* **Task to carry out**
Print each entry below precisely as shown.

========================================================================

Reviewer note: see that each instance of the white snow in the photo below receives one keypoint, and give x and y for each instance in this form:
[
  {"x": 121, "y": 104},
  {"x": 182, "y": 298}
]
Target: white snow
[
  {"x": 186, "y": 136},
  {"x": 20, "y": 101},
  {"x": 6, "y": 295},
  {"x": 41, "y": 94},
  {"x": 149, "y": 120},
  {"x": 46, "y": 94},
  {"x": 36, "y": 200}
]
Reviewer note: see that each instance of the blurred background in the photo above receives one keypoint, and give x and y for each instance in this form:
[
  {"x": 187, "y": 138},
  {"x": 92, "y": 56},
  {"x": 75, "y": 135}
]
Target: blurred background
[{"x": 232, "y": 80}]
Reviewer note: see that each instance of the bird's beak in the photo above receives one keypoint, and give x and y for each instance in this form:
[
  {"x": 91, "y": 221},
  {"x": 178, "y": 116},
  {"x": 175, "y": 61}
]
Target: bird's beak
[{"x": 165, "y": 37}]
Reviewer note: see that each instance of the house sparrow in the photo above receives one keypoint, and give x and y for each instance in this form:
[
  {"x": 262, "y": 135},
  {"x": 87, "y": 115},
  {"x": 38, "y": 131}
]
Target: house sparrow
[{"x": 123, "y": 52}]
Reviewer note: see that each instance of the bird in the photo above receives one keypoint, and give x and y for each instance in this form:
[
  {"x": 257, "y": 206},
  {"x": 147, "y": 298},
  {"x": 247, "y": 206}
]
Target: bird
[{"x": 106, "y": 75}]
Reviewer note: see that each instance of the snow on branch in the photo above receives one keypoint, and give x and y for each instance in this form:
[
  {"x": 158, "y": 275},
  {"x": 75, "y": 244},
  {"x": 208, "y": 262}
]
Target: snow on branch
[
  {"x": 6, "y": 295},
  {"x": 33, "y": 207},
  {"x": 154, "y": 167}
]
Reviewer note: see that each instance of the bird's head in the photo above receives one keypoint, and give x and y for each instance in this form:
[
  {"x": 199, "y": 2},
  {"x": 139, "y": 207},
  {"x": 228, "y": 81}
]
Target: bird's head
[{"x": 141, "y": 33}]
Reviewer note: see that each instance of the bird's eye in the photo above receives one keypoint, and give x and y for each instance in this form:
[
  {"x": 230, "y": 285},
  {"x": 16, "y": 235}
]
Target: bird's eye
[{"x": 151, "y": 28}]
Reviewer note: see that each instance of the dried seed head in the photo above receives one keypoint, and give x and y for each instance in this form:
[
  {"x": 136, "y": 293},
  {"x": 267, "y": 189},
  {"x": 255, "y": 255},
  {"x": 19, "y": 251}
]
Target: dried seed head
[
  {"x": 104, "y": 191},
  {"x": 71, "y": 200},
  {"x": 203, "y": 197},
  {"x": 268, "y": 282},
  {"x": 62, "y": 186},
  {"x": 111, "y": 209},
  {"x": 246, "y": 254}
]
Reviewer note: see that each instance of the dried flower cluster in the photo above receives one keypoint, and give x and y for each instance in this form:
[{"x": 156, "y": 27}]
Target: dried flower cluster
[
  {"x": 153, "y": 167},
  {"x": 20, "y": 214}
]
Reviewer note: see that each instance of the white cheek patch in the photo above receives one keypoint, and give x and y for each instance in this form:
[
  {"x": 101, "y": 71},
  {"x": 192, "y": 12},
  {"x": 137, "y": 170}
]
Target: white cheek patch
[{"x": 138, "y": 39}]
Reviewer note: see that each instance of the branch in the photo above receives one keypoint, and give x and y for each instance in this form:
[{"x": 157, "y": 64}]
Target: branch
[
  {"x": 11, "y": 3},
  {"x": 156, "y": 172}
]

========================================================================

* **Solution for this task**
Reviewer note: see that each instance of the white snow in the photo below receives one keypoint, and give x and y for each instance in this form:
[
  {"x": 121, "y": 104},
  {"x": 182, "y": 298}
]
Target: white snow
[
  {"x": 186, "y": 136},
  {"x": 20, "y": 101},
  {"x": 6, "y": 295},
  {"x": 41, "y": 94},
  {"x": 149, "y": 120},
  {"x": 46, "y": 94},
  {"x": 36, "y": 200}
]
Reviewer note: see that each instance of the blurred background in the photo above receives one keypoint, and give x and y for each instance in this form:
[
  {"x": 187, "y": 138},
  {"x": 92, "y": 56},
  {"x": 75, "y": 135}
]
Target: blurred background
[{"x": 232, "y": 80}]
Reviewer note: see that each instance of the bird's beak in the photo above receives one keypoint, and give x and y for each instance in this form:
[
  {"x": 91, "y": 221},
  {"x": 178, "y": 116},
  {"x": 175, "y": 61}
]
Target: bird's beak
[{"x": 165, "y": 37}]
Reviewer note: see that each instance of the house sparrow in the photo above receives one keypoint, and give x and y for each instance in this form:
[
  {"x": 262, "y": 135},
  {"x": 87, "y": 115},
  {"x": 38, "y": 131}
]
Target: house sparrow
[{"x": 123, "y": 52}]
Reviewer note: see that each instance of the bird in the photo above receives one keypoint, and give x and y for each instance in this form:
[
  {"x": 257, "y": 206},
  {"x": 147, "y": 298},
  {"x": 247, "y": 206}
]
Target: bird
[{"x": 106, "y": 75}]
Reviewer note: see that each instance of the snow on branch in the photo above receives one keypoint, and give x and y for each instance in this form:
[
  {"x": 158, "y": 275},
  {"x": 75, "y": 244},
  {"x": 208, "y": 262}
]
Target: snow on branch
[
  {"x": 6, "y": 295},
  {"x": 33, "y": 207},
  {"x": 154, "y": 167}
]
Reviewer note: see that each instance of the bird's head in the photo above receives one keypoint, and give x and y for each instance in this form:
[
  {"x": 199, "y": 2},
  {"x": 139, "y": 207},
  {"x": 228, "y": 81}
]
Target: bird's head
[{"x": 141, "y": 33}]
Reviewer note: see that each instance of the bird's eye in the photo above receives one keypoint, and give x and y for each instance in this form:
[
  {"x": 230, "y": 285},
  {"x": 16, "y": 235}
]
Target: bird's eye
[{"x": 151, "y": 28}]
Reviewer note: see that each instance of the dried seed head in the photo above receives one keypoint, and give x and y for each instance in this form:
[
  {"x": 136, "y": 293},
  {"x": 267, "y": 189},
  {"x": 255, "y": 255},
  {"x": 19, "y": 251}
]
Target: dried seed head
[
  {"x": 104, "y": 191},
  {"x": 71, "y": 200},
  {"x": 203, "y": 197},
  {"x": 268, "y": 282},
  {"x": 62, "y": 186},
  {"x": 111, "y": 209},
  {"x": 246, "y": 254}
]
Reviewer note: see that each instance of the dried flower cluster in the photo above receives one keypoint, and give x and y for each instance in this form:
[{"x": 156, "y": 27}]
Target: dried flower cluster
[
  {"x": 153, "y": 167},
  {"x": 20, "y": 214}
]
Reviewer note: see that each instance of the white cheek patch in the photo above receives one keypoint, and give x and y for each instance in this form:
[
  {"x": 101, "y": 71},
  {"x": 192, "y": 12},
  {"x": 137, "y": 170}
]
Target: white cheek patch
[{"x": 138, "y": 39}]
Reviewer note: see that each instance of the branch in the photo above receives one keypoint, and give x and y for each instance in this form:
[{"x": 157, "y": 64}]
Target: branch
[
  {"x": 11, "y": 3},
  {"x": 156, "y": 172}
]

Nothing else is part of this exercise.